Excerpts of pointing data:
+ + + + + + +

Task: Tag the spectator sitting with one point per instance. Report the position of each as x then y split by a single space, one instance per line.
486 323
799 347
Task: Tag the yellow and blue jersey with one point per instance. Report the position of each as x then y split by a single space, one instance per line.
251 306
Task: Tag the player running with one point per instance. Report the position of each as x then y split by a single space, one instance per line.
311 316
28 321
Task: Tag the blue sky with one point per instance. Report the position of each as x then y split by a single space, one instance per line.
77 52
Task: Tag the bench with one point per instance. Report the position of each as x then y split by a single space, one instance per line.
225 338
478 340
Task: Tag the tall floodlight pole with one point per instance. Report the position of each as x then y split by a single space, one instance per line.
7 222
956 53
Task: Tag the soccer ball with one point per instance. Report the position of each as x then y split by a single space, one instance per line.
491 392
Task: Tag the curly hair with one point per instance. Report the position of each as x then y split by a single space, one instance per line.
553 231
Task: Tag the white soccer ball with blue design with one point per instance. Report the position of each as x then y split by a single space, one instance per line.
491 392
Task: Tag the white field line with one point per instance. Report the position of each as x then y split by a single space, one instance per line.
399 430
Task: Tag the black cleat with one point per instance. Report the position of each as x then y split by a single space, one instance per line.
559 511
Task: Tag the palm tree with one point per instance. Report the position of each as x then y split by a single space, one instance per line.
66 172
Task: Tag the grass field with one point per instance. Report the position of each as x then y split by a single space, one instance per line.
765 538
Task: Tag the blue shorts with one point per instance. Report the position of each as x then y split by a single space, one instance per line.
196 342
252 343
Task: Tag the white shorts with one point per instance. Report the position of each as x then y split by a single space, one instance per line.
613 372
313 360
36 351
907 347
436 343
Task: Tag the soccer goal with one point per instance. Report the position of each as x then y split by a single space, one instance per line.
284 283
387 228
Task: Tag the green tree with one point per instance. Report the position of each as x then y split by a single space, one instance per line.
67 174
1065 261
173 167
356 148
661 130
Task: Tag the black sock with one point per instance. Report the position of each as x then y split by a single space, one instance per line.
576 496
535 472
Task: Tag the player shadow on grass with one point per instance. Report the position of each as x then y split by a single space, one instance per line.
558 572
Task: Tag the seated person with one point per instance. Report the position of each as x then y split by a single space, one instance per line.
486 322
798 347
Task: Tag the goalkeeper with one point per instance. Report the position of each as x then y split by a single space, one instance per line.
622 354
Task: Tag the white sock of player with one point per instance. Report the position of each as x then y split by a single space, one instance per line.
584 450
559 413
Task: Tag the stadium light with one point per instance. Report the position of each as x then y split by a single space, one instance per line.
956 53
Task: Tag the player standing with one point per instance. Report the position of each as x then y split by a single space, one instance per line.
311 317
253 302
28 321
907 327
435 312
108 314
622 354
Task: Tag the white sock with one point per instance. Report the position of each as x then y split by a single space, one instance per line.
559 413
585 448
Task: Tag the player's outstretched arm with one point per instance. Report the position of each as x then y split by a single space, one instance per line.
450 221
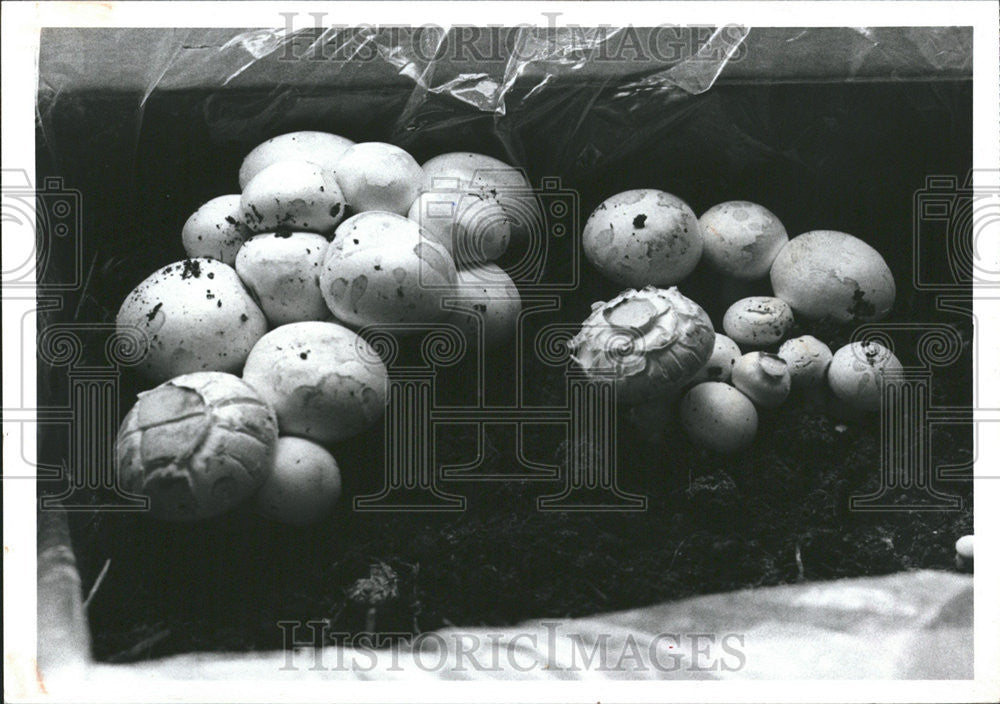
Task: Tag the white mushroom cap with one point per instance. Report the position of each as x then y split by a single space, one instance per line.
643 237
292 195
304 483
858 373
758 321
808 360
763 377
197 445
719 366
196 315
321 148
830 274
216 230
282 270
324 381
379 176
382 268
718 417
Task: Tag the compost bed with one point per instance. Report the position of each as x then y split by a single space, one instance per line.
845 156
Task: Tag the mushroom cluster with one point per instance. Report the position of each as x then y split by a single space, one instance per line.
326 240
719 382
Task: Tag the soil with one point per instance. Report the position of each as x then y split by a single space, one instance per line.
846 157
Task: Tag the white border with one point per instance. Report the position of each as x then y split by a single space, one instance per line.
21 22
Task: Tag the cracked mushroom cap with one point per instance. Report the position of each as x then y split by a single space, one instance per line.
197 445
325 382
825 274
653 341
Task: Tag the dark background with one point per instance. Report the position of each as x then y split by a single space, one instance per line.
844 154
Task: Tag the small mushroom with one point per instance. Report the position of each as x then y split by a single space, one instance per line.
763 377
216 230
742 239
858 373
808 360
652 341
758 321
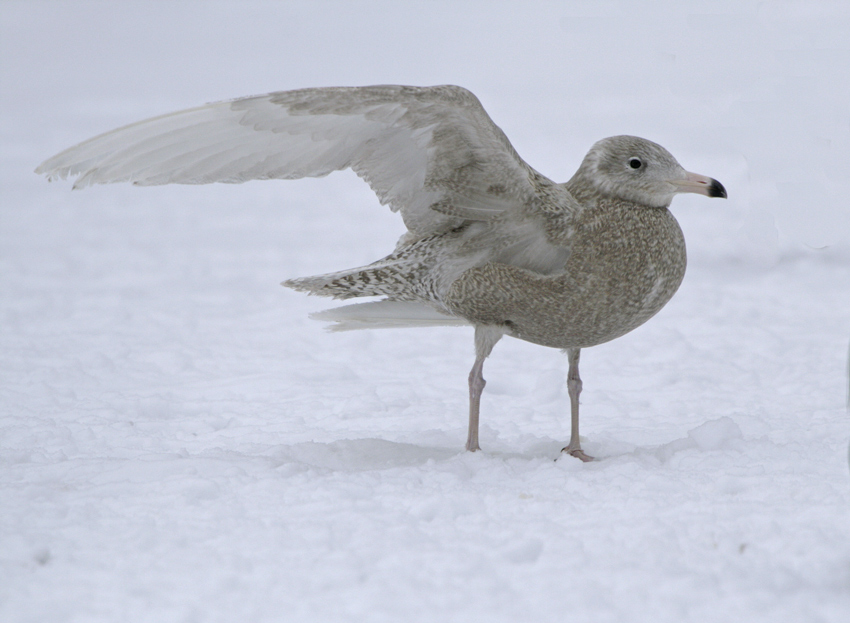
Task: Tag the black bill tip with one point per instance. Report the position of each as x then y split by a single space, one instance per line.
715 189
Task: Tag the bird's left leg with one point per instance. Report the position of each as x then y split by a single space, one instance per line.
485 339
574 389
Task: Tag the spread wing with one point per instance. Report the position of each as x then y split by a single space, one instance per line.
431 152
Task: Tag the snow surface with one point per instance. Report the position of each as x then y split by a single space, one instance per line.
178 442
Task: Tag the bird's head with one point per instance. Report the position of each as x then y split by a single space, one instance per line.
637 170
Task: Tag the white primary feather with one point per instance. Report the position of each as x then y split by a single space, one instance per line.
385 315
431 152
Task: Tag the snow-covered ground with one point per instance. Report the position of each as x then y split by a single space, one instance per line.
178 442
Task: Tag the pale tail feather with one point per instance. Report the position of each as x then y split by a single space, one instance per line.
385 315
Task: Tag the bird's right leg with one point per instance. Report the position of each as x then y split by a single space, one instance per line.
485 339
574 389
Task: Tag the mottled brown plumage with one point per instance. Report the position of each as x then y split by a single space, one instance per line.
491 242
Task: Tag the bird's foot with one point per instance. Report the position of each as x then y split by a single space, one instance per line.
578 453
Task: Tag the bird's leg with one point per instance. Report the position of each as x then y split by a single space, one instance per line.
574 388
476 386
485 339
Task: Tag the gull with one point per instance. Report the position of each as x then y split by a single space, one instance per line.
490 242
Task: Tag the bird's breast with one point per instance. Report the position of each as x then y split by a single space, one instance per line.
624 264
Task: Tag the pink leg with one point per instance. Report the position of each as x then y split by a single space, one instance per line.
485 339
476 386
574 389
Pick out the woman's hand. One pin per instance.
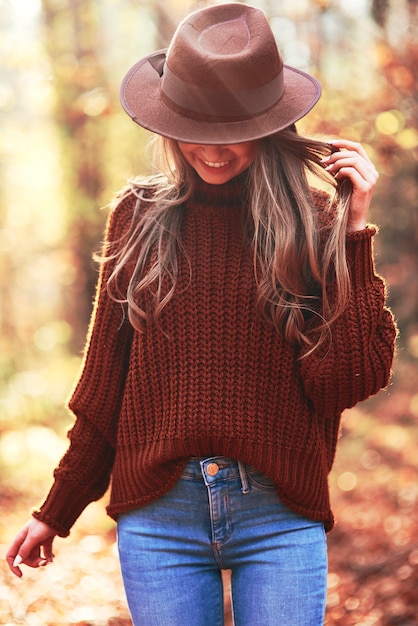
(31, 546)
(350, 161)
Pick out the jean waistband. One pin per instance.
(217, 468)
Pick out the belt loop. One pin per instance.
(243, 476)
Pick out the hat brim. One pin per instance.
(141, 99)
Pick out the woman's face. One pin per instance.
(217, 164)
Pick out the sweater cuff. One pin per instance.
(359, 250)
(63, 505)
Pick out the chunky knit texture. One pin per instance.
(214, 378)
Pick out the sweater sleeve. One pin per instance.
(355, 362)
(83, 474)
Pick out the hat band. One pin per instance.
(221, 103)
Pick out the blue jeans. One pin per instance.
(222, 514)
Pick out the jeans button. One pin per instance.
(212, 469)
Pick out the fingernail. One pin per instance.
(18, 560)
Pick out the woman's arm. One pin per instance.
(355, 360)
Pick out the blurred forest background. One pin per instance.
(65, 148)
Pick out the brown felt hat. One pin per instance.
(222, 80)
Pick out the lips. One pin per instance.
(216, 165)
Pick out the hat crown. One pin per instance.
(222, 80)
(225, 47)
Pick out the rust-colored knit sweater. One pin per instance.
(218, 380)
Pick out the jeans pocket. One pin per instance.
(260, 480)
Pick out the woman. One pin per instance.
(238, 314)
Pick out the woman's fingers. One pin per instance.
(350, 161)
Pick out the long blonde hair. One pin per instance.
(297, 254)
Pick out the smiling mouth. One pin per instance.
(216, 165)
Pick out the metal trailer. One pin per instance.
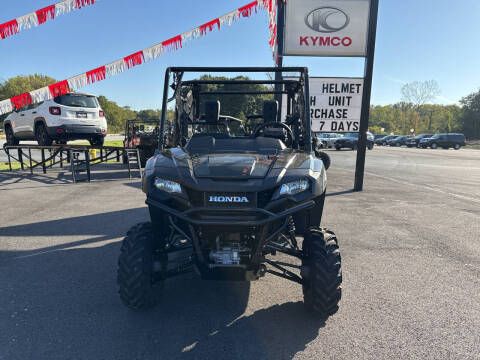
(76, 157)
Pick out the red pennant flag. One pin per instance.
(21, 100)
(47, 13)
(60, 88)
(97, 74)
(8, 29)
(81, 3)
(209, 26)
(134, 59)
(247, 10)
(175, 42)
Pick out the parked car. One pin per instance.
(415, 141)
(445, 141)
(68, 117)
(350, 140)
(399, 141)
(383, 140)
(328, 139)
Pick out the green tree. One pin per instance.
(470, 118)
(21, 84)
(115, 114)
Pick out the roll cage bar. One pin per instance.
(289, 87)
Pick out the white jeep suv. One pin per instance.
(68, 117)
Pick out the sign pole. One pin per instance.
(280, 33)
(367, 91)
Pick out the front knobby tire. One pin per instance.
(321, 272)
(325, 158)
(135, 268)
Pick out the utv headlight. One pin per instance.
(167, 185)
(294, 187)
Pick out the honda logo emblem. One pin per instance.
(327, 20)
(228, 199)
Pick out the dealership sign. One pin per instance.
(326, 27)
(335, 104)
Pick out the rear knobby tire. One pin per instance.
(135, 268)
(97, 141)
(10, 136)
(321, 272)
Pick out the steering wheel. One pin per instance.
(289, 138)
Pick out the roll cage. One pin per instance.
(188, 94)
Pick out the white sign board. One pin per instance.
(335, 104)
(326, 27)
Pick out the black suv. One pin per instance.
(445, 141)
(350, 140)
(415, 141)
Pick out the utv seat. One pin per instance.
(270, 115)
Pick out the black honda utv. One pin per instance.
(226, 204)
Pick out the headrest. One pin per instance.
(212, 111)
(270, 111)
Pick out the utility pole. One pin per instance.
(367, 92)
(280, 33)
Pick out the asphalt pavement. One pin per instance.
(411, 267)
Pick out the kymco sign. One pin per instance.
(326, 27)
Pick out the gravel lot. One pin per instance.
(411, 264)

+ + + + + + +

* [PROBLEM DESCRIPTION]:
With both ends included, please retype exactly the lines from the line containing "Pick out the rear" to the final line of the data.

* [ANSWER FOR THE TASK]:
Pick out the rear knobby tire. One pin per instance.
(135, 268)
(97, 141)
(10, 136)
(321, 272)
Pick out the steering wheel. One pin per instance.
(289, 138)
Pick out the roll cage. One pin per instance.
(188, 94)
Pick out the white sign board. One pin per instance.
(335, 104)
(326, 27)
Pick out the black suv. One pin per instance.
(445, 141)
(350, 140)
(415, 141)
Pick out the utv seat. One pin per instance.
(270, 115)
Pick out the black honda utv. One pin per instance.
(226, 204)
Pick out the headrest. One pin per instance.
(212, 111)
(270, 111)
Pick out the utility pole. One pin per instance.
(367, 92)
(280, 33)
Pick out the asphalt pavement. One pin per instance.
(411, 267)
Pick out the kymco sign. One pin per instance.
(326, 27)
Pick out the gravel lot. One pin per instance.
(411, 264)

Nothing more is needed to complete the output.